> _Problème court_
Recopiez fidèlement les lignes des entrées ci-dessous, en partant de la ligne qui contient « shaped like (23,191). » et en allant jusqu'à la fin des entrées, ces deux bornes étant incluses.

> _Entrées extraites_
────────

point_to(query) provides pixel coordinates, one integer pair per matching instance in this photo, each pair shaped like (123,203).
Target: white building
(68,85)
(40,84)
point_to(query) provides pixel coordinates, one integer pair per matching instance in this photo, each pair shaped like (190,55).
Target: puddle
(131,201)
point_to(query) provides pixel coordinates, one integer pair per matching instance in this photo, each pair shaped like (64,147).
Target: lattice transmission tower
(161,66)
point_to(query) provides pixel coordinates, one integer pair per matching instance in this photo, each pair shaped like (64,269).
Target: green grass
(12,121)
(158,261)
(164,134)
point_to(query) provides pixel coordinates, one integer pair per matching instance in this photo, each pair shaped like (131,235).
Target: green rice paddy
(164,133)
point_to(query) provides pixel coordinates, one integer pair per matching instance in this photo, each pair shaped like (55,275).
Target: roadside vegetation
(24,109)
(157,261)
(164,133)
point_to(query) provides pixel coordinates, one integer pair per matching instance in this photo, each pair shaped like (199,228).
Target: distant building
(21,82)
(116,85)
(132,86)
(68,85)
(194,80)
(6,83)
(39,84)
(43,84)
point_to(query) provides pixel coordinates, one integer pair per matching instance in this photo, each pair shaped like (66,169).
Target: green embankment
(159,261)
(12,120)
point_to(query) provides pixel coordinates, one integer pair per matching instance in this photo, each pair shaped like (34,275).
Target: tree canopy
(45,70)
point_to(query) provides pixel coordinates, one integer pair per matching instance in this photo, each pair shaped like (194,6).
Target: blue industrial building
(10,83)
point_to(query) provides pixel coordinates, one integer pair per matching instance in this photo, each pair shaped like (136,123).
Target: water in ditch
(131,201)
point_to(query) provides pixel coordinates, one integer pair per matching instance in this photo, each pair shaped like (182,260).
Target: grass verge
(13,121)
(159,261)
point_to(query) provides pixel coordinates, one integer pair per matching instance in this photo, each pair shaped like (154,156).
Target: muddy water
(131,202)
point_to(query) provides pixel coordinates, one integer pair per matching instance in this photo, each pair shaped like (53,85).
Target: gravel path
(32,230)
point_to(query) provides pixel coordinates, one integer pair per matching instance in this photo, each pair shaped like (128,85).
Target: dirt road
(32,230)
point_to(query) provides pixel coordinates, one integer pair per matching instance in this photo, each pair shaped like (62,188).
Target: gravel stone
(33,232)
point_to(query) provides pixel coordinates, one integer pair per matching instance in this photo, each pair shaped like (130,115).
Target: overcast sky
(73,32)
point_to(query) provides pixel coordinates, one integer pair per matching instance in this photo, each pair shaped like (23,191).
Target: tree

────────

> _Réponse à l'exercice_
point_to(query) provides pixel coordinates, one integer pair per matching instance in this photo, each pair shaped like (23,191).
Target: tree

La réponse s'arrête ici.